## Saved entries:
=== Begin Enclosure ===

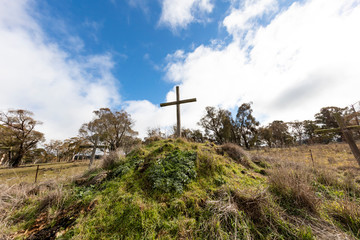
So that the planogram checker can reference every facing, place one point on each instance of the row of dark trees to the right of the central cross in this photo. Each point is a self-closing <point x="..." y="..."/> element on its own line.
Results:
<point x="220" y="126"/>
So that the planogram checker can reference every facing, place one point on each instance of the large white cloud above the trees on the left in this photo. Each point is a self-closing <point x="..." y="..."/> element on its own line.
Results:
<point x="37" y="75"/>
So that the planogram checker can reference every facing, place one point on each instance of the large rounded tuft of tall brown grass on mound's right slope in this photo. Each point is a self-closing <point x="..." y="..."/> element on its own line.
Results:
<point x="292" y="184"/>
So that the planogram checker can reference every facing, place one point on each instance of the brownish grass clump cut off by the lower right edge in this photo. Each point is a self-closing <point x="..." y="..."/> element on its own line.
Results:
<point x="347" y="214"/>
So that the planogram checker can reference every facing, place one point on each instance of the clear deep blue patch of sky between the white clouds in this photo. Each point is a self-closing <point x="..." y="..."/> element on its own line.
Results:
<point x="132" y="34"/>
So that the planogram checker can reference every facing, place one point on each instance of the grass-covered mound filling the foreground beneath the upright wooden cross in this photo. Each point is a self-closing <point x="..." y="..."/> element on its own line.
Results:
<point x="174" y="189"/>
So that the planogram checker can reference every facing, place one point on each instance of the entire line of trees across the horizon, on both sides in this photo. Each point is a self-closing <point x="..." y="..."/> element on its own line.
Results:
<point x="19" y="141"/>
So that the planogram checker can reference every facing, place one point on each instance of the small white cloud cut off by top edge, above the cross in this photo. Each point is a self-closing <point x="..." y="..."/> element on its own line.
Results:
<point x="179" y="14"/>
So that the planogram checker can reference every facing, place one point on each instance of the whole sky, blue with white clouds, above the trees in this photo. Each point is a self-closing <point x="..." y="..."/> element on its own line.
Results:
<point x="64" y="59"/>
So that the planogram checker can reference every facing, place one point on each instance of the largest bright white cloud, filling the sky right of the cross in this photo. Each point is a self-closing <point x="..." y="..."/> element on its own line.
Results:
<point x="306" y="58"/>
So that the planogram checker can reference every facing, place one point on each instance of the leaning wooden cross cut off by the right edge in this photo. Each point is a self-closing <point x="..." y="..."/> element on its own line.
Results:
<point x="346" y="131"/>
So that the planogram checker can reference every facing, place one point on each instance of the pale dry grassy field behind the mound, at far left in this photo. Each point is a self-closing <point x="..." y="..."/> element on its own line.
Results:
<point x="47" y="171"/>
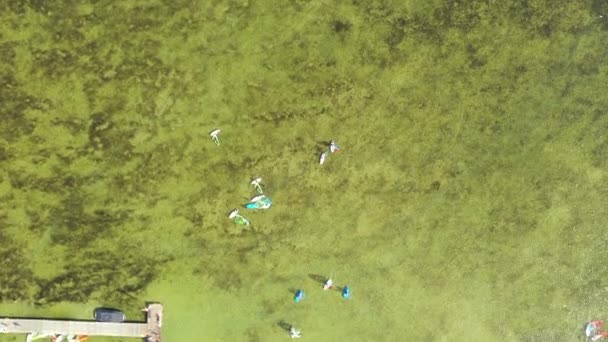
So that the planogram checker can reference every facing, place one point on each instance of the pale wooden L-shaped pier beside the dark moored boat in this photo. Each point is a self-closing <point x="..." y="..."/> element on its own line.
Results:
<point x="150" y="330"/>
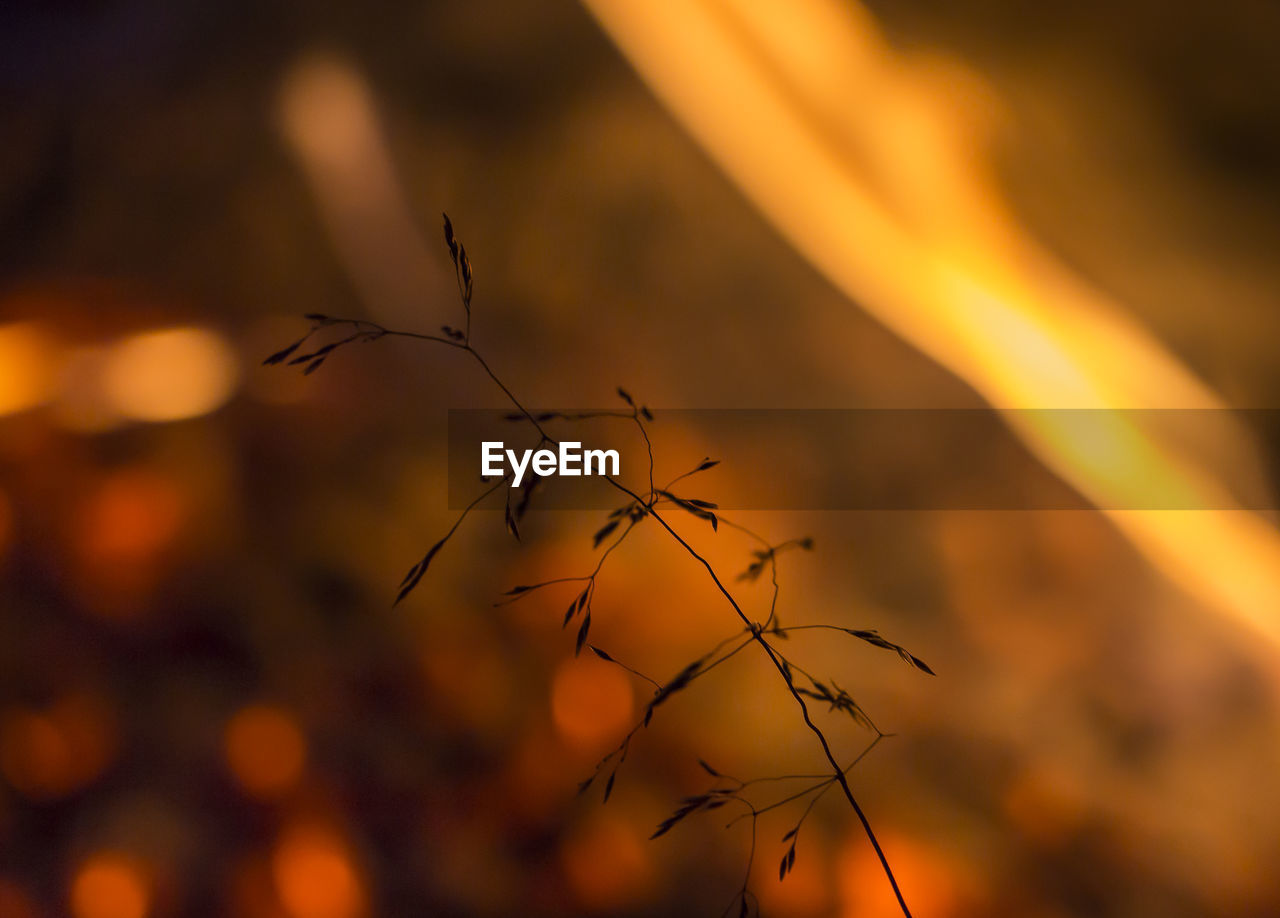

=== End Enclosure ===

## TASK INSTRUCTIONS:
Return the data exactly. Pictures stay out.

## WRITTEN SOLUTION:
So that the planogram checker can reference every facing, place one point on each instance of the row of dark trees to the right of the central cross in this photo. Each point is a self-closing <point x="..." y="..."/> element on its own line.
Results:
<point x="220" y="126"/>
So that the planogram checker can reference every facing, place one point on each instance of the large white cloud above the trees on the left in this photo. Each point is a self-closing <point x="..." y="..."/> element on its own line.
Results:
<point x="37" y="75"/>
So that the planogram checker can reference every facing, place one point on each instance of the large rounded tuft of tall brown grass on mound's right slope in this photo. Each point is a self-closing <point x="..." y="..."/> element on its own line.
Results:
<point x="292" y="184"/>
So that the planogram checker can reference every facing, place one point on each instance of the brownish grass clump cut off by the lower right edge in this photo. Each point is a self-closing <point x="..." y="..."/> element on its own line.
Results:
<point x="347" y="214"/>
So that the planogram checker can reference every facing, place one point on each instance of the clear deep blue patch of sky between the white clouds in this photo. Each point is a self-closing <point x="..." y="..."/> element on its own line.
Results:
<point x="132" y="34"/>
So that the planogram checker can reference every facing, place one point on each instance of the grass-covered mound filling the foreground beneath the upright wooden cross in this photo. Each point is a self-closing <point x="..." y="..."/> element on its own line.
Results:
<point x="174" y="189"/>
So that the planogram checker can reference every facing, place one point on each instance of the entire line of trees across the horizon, on both sides in this photo. Each point is a self-closing <point x="..." y="..."/> element on its own line.
Results:
<point x="19" y="141"/>
So that the planogram checker can reference every facing, place one point on each instance of the small white cloud cut off by top edge, above the cross in this photo. Each point is a self-closing <point x="..." y="..."/> element on its own line.
Results:
<point x="179" y="14"/>
So that the planogram checker can reference every facing, place one point on each instance of the whole sky, blue with white clouds, above the trees in this photo. Each point is a self-closing <point x="..." y="..."/> element on its own line.
Results:
<point x="64" y="59"/>
So that the planogram checker can reference every facing, place one point on each instance of the largest bright white cloud, filling the sky right of the cross in this photo. Each point is a self-closing <point x="..." y="..."/> element on its own line.
Results:
<point x="306" y="58"/>
So that the planogram checker can reference every facing, place one point on each instance of the leaning wooden cross cut off by the right edge in this photo. Each point is a self-closing <point x="..." y="..."/> element on its own line.
Results:
<point x="346" y="131"/>
So that the planogram checker can reference every facing, place one point on each instance of the pale dry grassy field behind the mound, at far left in this photo. Each point is a self-closing <point x="..." y="..."/> element on its own line.
Results:
<point x="47" y="171"/>
So that the planogram checker can reference every facing, place one point on each instance of the pale wooden L-shaped pier beside the dark moored boat in this photo. Each point is a self-closing <point x="..." y="..."/> element on its own line.
Results:
<point x="150" y="330"/>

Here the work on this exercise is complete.